Task instructions — From the data below, return the exact lines starting at the line containing "Target: man's short wavy hair" and ending at the line containing "[locate] blurred background", both included, and nothing else.

Data for the task —
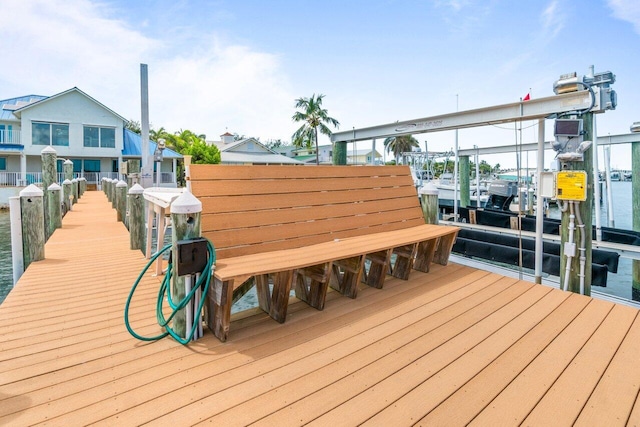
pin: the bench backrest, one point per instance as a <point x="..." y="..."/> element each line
<point x="252" y="209"/>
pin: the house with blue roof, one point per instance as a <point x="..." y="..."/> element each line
<point x="79" y="128"/>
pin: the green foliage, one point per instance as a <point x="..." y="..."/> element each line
<point x="400" y="144"/>
<point x="314" y="117"/>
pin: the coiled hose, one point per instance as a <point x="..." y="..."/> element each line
<point x="203" y="283"/>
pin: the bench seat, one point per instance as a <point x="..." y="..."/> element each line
<point x="308" y="228"/>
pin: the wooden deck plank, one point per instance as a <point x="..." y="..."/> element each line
<point x="537" y="377"/>
<point x="617" y="391"/>
<point x="561" y="405"/>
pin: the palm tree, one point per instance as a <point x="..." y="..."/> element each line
<point x="314" y="117"/>
<point x="400" y="144"/>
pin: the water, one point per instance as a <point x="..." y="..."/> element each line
<point x="618" y="284"/>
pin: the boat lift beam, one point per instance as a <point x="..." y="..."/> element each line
<point x="506" y="113"/>
<point x="624" y="138"/>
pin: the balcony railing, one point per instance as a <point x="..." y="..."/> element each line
<point x="14" y="179"/>
<point x="9" y="136"/>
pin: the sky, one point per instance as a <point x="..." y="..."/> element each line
<point x="238" y="65"/>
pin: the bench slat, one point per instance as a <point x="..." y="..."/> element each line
<point x="232" y="172"/>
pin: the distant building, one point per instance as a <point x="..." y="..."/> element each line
<point x="249" y="151"/>
<point x="78" y="127"/>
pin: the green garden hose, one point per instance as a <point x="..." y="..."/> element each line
<point x="203" y="282"/>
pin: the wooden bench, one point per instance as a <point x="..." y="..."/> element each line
<point x="309" y="228"/>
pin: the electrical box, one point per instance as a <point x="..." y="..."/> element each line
<point x="571" y="185"/>
<point x="192" y="256"/>
<point x="547" y="185"/>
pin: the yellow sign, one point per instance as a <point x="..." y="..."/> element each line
<point x="571" y="185"/>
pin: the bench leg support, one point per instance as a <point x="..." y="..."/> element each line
<point x="311" y="284"/>
<point x="346" y="274"/>
<point x="404" y="261"/>
<point x="218" y="308"/>
<point x="424" y="255"/>
<point x="444" y="247"/>
<point x="275" y="301"/>
<point x="379" y="264"/>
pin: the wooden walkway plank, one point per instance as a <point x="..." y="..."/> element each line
<point x="418" y="401"/>
<point x="562" y="404"/>
<point x="358" y="369"/>
<point x="160" y="374"/>
<point x="463" y="405"/>
<point x="287" y="353"/>
<point x="543" y="371"/>
<point x="617" y="391"/>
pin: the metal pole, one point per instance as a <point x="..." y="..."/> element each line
<point x="540" y="202"/>
<point x="455" y="175"/>
<point x="597" y="197"/>
<point x="607" y="165"/>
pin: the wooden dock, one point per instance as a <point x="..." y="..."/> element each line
<point x="451" y="347"/>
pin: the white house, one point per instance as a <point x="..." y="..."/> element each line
<point x="78" y="127"/>
<point x="248" y="151"/>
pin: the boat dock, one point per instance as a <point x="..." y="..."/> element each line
<point x="453" y="346"/>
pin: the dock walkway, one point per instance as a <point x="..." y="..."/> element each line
<point x="451" y="347"/>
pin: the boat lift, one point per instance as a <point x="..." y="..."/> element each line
<point x="597" y="98"/>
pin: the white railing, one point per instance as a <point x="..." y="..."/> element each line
<point x="14" y="179"/>
<point x="9" y="136"/>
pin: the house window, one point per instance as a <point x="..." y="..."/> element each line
<point x="95" y="136"/>
<point x="50" y="134"/>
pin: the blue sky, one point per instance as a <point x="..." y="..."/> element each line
<point x="239" y="65"/>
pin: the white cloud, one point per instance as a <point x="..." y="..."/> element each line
<point x="627" y="10"/>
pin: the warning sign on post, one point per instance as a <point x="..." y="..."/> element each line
<point x="571" y="185"/>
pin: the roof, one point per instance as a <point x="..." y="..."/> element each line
<point x="132" y="143"/>
<point x="8" y="106"/>
<point x="73" y="89"/>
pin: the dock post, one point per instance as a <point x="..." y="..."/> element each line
<point x="75" y="190"/>
<point x="17" y="251"/>
<point x="465" y="188"/>
<point x="49" y="157"/>
<point x="429" y="196"/>
<point x="66" y="195"/>
<point x="585" y="209"/>
<point x="185" y="219"/>
<point x="67" y="169"/>
<point x="635" y="203"/>
<point x="121" y="200"/>
<point x="31" y="205"/>
<point x="136" y="217"/>
<point x="54" y="219"/>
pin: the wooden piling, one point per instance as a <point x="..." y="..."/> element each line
<point x="185" y="219"/>
<point x="112" y="190"/>
<point x="54" y="219"/>
<point x="121" y="200"/>
<point x="75" y="191"/>
<point x="67" y="169"/>
<point x="31" y="206"/>
<point x="49" y="157"/>
<point x="586" y="215"/>
<point x="66" y="195"/>
<point x="429" y="196"/>
<point x="136" y="218"/>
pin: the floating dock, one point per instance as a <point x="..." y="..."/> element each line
<point x="455" y="346"/>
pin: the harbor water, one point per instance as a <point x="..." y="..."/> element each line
<point x="618" y="284"/>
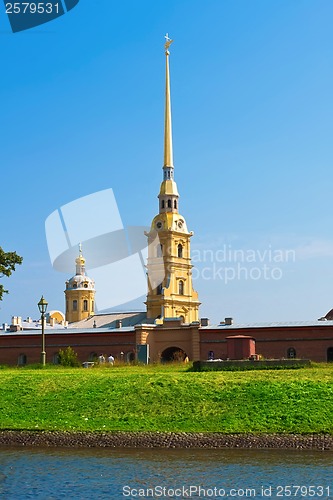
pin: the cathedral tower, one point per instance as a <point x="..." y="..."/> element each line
<point x="80" y="293"/>
<point x="170" y="290"/>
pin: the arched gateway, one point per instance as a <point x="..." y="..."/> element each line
<point x="173" y="354"/>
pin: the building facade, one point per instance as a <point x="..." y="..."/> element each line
<point x="170" y="328"/>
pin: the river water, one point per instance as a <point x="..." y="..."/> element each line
<point x="119" y="474"/>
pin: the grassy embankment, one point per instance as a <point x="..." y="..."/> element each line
<point x="167" y="398"/>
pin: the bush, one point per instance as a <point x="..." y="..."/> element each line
<point x="68" y="357"/>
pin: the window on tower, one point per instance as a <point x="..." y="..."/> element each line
<point x="159" y="251"/>
<point x="291" y="353"/>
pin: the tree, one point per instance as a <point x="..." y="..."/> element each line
<point x="8" y="261"/>
<point x="68" y="357"/>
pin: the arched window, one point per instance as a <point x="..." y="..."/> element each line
<point x="291" y="353"/>
<point x="55" y="358"/>
<point x="22" y="360"/>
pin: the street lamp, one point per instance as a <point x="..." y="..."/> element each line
<point x="42" y="306"/>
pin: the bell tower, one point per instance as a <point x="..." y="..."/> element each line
<point x="170" y="290"/>
<point x="79" y="293"/>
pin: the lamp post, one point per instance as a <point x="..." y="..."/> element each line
<point x="42" y="306"/>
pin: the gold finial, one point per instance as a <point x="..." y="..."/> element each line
<point x="167" y="43"/>
<point x="168" y="155"/>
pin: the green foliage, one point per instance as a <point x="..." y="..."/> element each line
<point x="68" y="357"/>
<point x="168" y="398"/>
<point x="8" y="261"/>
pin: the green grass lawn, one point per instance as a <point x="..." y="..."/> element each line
<point x="167" y="398"/>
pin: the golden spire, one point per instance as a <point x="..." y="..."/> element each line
<point x="80" y="262"/>
<point x="168" y="155"/>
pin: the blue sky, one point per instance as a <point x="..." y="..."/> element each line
<point x="82" y="111"/>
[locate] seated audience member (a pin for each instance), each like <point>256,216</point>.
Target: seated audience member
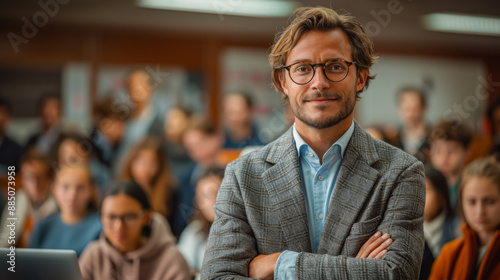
<point>476,255</point>
<point>449,142</point>
<point>34,201</point>
<point>414,132</point>
<point>440,222</point>
<point>147,165</point>
<point>73,148</point>
<point>50,110</point>
<point>108,133</point>
<point>136,242</point>
<point>203,144</point>
<point>76,224</point>
<point>377,132</point>
<point>239,129</point>
<point>193,239</point>
<point>176,121</point>
<point>144,119</point>
<point>10,151</point>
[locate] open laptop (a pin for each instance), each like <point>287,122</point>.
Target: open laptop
<point>39,264</point>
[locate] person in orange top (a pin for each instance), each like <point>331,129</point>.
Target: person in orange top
<point>476,255</point>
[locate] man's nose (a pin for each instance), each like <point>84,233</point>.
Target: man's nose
<point>319,81</point>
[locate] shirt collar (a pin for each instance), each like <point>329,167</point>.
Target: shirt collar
<point>341,142</point>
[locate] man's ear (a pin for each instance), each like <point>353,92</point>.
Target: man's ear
<point>283,84</point>
<point>362,77</point>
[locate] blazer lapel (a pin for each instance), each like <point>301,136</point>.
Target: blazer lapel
<point>284,184</point>
<point>354,182</point>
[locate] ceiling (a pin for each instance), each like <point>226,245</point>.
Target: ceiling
<point>403,29</point>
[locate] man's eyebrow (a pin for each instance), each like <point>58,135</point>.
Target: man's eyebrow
<point>310,61</point>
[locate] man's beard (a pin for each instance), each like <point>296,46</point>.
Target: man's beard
<point>347,107</point>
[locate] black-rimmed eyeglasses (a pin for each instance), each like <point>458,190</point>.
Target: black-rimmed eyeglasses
<point>302,72</point>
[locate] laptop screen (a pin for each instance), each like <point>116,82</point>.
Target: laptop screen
<point>39,264</point>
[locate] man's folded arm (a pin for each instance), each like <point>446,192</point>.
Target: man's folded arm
<point>231,245</point>
<point>403,220</point>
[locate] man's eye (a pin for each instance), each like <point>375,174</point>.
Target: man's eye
<point>302,68</point>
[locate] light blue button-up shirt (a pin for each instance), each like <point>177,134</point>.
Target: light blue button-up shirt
<point>318,182</point>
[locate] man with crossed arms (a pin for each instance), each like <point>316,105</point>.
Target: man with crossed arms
<point>313,203</point>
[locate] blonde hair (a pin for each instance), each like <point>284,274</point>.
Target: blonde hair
<point>488,168</point>
<point>323,19</point>
<point>93,203</point>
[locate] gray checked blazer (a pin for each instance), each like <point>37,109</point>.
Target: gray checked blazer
<point>261,209</point>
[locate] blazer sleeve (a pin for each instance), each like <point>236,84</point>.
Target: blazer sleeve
<point>231,244</point>
<point>403,220</point>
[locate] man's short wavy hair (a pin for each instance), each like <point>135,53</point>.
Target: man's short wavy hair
<point>322,19</point>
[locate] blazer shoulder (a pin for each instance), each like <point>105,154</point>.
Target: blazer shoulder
<point>268,154</point>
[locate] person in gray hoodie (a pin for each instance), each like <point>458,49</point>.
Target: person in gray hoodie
<point>136,243</point>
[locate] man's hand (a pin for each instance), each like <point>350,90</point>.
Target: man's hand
<point>375,247</point>
<point>262,266</point>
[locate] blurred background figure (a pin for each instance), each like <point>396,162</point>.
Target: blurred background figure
<point>50,114</point>
<point>73,148</point>
<point>476,254</point>
<point>136,242</point>
<point>176,121</point>
<point>440,222</point>
<point>414,131</point>
<point>377,131</point>
<point>194,237</point>
<point>143,120</point>
<point>76,223</point>
<point>449,150</point>
<point>10,151</point>
<point>108,132</point>
<point>34,201</point>
<point>239,128</point>
<point>203,144</point>
<point>493,115</point>
<point>147,165</point>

Completed exercise —
Target: man's short wavy hair
<point>322,19</point>
[locate] blazer shoulder (a pin for each instance), each like <point>105,154</point>.
Target: blazer shoulder
<point>268,154</point>
[locate] person in gray hoodie (a pin for each instance), each like <point>458,49</point>.
Target: person in gray hoodie
<point>136,243</point>
[locate] man's hand (a pin for each instance), each like <point>350,90</point>.
Target: man's hand
<point>375,247</point>
<point>262,266</point>
[locate] blurred background figure (a pin for each instance), each like <point>396,162</point>.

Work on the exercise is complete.